[Stored data entries]
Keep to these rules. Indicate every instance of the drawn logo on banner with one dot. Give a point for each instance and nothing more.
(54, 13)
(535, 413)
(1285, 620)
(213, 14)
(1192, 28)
* * *
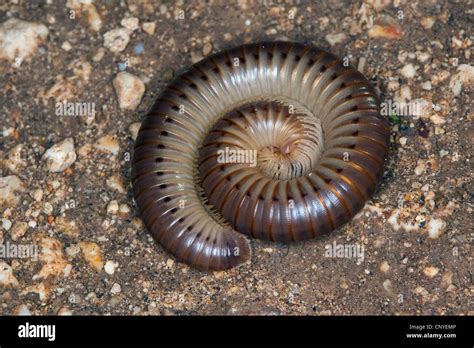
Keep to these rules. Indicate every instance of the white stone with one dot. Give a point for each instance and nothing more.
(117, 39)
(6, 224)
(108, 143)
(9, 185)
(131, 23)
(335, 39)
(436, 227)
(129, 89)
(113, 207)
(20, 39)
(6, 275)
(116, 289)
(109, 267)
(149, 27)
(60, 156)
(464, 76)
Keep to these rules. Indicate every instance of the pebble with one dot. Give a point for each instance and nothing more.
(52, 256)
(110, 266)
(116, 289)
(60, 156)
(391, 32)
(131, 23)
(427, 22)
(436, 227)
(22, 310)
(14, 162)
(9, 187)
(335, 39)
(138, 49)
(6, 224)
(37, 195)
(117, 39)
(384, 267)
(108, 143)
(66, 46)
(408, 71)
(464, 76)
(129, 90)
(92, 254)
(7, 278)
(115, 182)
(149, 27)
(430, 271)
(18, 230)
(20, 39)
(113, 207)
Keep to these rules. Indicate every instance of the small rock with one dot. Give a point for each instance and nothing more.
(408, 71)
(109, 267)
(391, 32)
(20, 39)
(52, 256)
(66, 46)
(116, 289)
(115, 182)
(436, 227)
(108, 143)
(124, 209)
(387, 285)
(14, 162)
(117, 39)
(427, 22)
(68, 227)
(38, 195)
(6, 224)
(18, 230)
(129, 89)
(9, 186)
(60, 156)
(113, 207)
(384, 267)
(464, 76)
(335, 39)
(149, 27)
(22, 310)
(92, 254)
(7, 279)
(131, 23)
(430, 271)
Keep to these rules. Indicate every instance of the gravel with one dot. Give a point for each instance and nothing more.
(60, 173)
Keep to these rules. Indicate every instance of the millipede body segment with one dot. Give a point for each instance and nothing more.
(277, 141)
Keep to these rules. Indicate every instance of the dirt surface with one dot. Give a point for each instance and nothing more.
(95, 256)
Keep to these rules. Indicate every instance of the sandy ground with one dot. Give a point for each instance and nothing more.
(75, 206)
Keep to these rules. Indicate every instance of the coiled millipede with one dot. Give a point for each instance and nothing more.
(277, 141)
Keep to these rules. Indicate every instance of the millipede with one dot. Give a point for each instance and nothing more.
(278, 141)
* * *
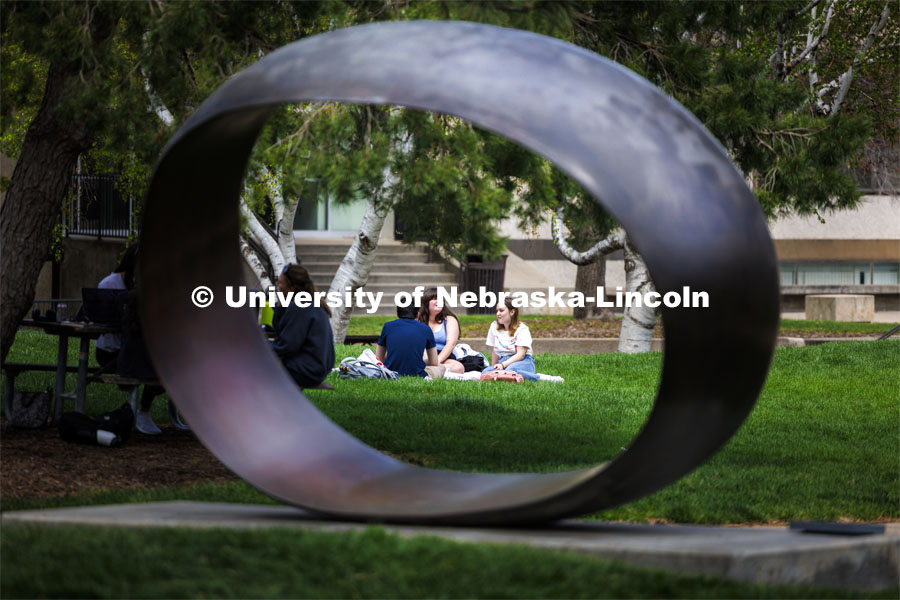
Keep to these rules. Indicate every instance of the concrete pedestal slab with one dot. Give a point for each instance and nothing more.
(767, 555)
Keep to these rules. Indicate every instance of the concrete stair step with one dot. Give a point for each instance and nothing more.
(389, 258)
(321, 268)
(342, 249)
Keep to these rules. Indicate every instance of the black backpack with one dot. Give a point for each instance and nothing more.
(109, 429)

# EXERCISE OBJECTIVE:
State how many lines in the rows above contain the string "millipede", treating uppercase and lowercase letters as distinct. Reply with the number alone.

# CORRECT RESPONSE:
3